[start TEXT]
Exploring Network Data With Gephi
April 19, 2018 - All
When I was looking for the appropriate dataset for this project, I explored different network datasets repositories. By studying the available network dataset on the Internet, I realized that the structure of a network dataset is more defined than those that are used to create other types of visualization. This project allows me to understand the importance of data structure to achieve the result. Because of the defined structure required to use specific data to created network visualization, there is a limited amount of data on the topics that I’m interested in. I came across a dataset that is appropriate for the exploration of using Gephi. For the amount of time that was given and the limitation of collecting and constructing data into usable form, I treated this project as a learning experience of using the Gephi software. For the subject matter, I decided to explore the internal connectivity of a CMU based startup company.
My first inspiration of exploring a similar topic came from this visualization created by Hanna Dyrcz. She visualized the connection between a company’s structure and how they work with each other in two degrees of modularity and hierarchy. Her visualization uses a Fruchterman-Reingold layout to simulate of a company as a whole. The simplicity of color choices highlights the modular structure of a company.
The second inspiration came from designer Nicholas Felton’s 2012 annual report. Part of his report used network visualization to explore the idea of links between people. The use of ranked node sizes highlights people that have the most connections in the network.
The third inspiration came from Free Code Camp’s tutorial published on Medium. The tutorial explained the process of creating a network that illustrates the connectivity between different programming languages. The use of different node colors and sizes highlight different language groups. Selective node labeling eliminates the distraction of small nodes.
I came across the dataset when I was looking at CASOS produced datasets. The dataset is hand-coded base on ethnographic observations of a CMU based Startup. The dataset was structured in XML format. I used Open Refine to separate the XML file into a node file and an edge file. I used Gephi to create the network visualization.
I wish there are more description about the dataset so that I could understand the categorizing better between nodes. The category I used to create this visualization is my interpretation based on the data. There is no explanation of why the same name is coded twice in the dataset.
Many elements constitute the look and feel of a network visualization. I explored the use of colors and sizes for nodes and the use of colors and weights for edges. Here is the finished result.
[end TEXT]
■ GIVEN REQUEST 1
Answer these from the Gephi post, one line each, marked (a), (b), (c):
(a) Which layout does Hanna Dyrcz's visualization use?
(b) In what format was the startup dataset structured?
(c) Which tool separated that file into a node file and an edge file?
■ GIVEN REQUEST 2
Turn the paragraph of the Gephi post that begins "I came across the dataset when I was looking at CASOS" into a short bulleted list that keeps its main facts.
■ GIVEN REQUEST 3
Pick up the Gephi post after its final sentence and write what comes next.
[start DATA SHOWN]
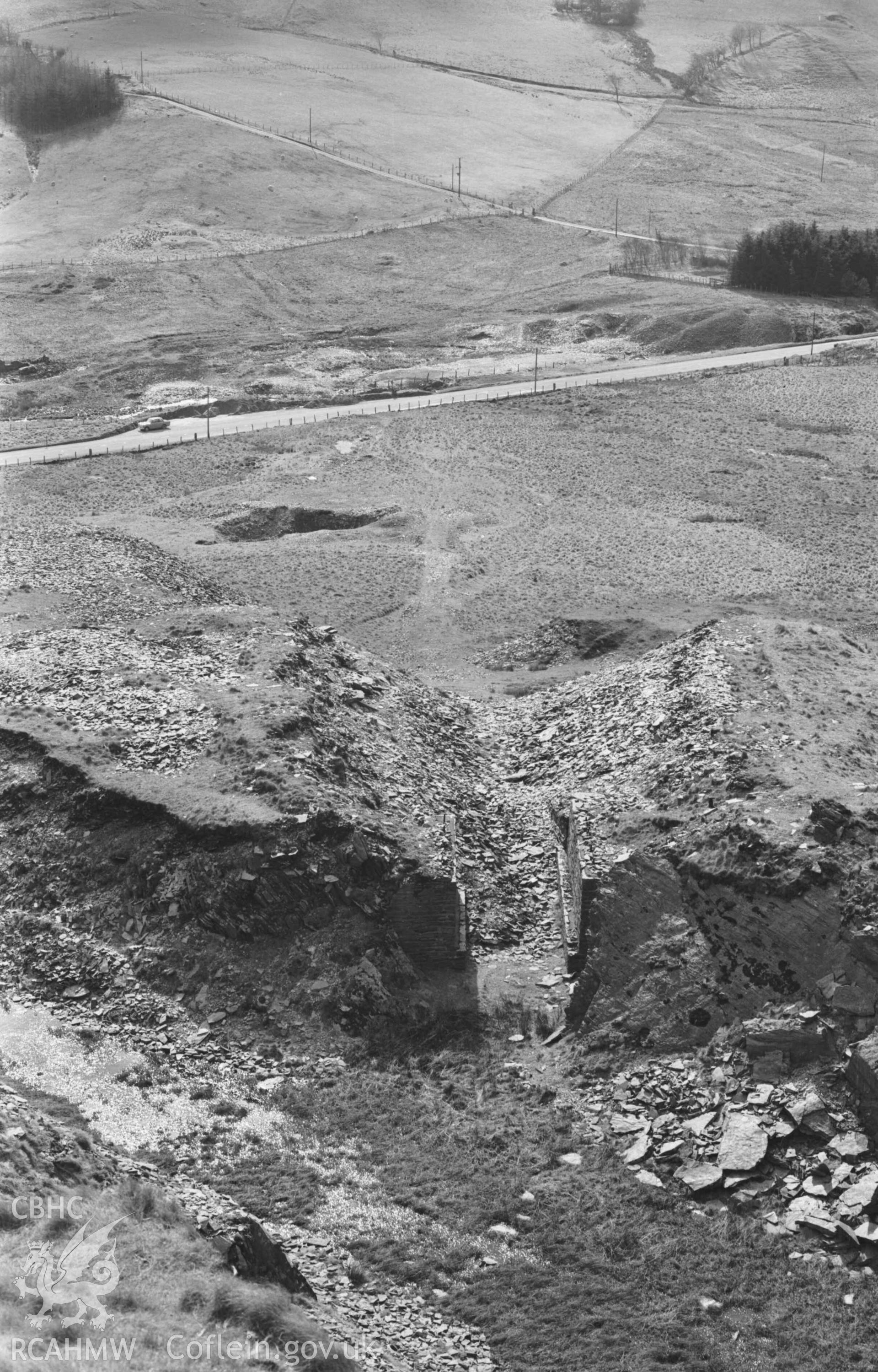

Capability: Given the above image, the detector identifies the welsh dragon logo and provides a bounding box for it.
[15,1216,123,1329]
[end DATA SHOWN]
■ TASK ANSWER 1
(a) A Fruchterman-Reingold layout.
(b) XML.
(c) Open Refine.

■ TASK ANSWER 2
- Found among datasets produced by CASOS
- Hand-coded from ethnographic observations of a CMU-based startup
- Structured in XML format
- Split into a node file and an edge file with Open Refine
- Network visualization created in Gephi

■ TASK ANSWER 3
After I took a closer look at the node file, I realized those 29 nodes could be split into three different categories. I added categories for each node: person, subject, department and programming. I differentiated those nodes by assigning a different color to each category. I also wanted to make the nodes that have the most connection to stand out. I chose to use a ranked font size and node size to make them stand out. I decided not to use curved line because it is a bit distracting, and it adds more noises to the overall graph. Here is a side-by-side comparison between the straight and curved edges.
For a small network like the one that I’m working with, many details get to show in one graph. The problem here is some of the node labelings have long phrases, such as “general programming.” It gets more visual attention because of its length. However, it is not the focus of the graph. Therefore, font size can help the understanding of the hierarchy of nodes visually.
With differentiating font size, I discovered that Gephi could generate word cloud as well. With the font size ranking option, a user could create a word cloud by creating a network without the edge.
Another experiment I did with the graph was I change the color of the edges by following the color of their sources and targets. When switching the edge coloring options between source and target, the difference is noticeable and interesting. With the source option, the dominant edge color is orange, which suggests that connections between people are the most frequent in the dataset. However, when I switch to target, blue edges became dominant, as it suggests that subjects have the most connectivity with other individual nodes. This shows me the smallest change could tell an entirely different story within the same dataset.
I think the result I have is understandable, and it is suggesting some interesting facts about this startup company. It is very obvious to see that the orange color is dominating the color landscape, which suggests there is a strong connection between people who work for the startup. There are a lot of blue edges connecting between nodes that are green and blue, which suggests that the connection between departments and subjects are very dense. Chuck Larry and Terry has the most involvement with the company.
Like I mentioned at the beginning of this report, I would like to learn how to collect and code a network data by myself in the future. I think knowing how to transform available data into network data is essential for the creation of a network graph. For future projects, it will also be interesting to work with more complex networks and see what the possibilities and problems that will emerge with larger datasets.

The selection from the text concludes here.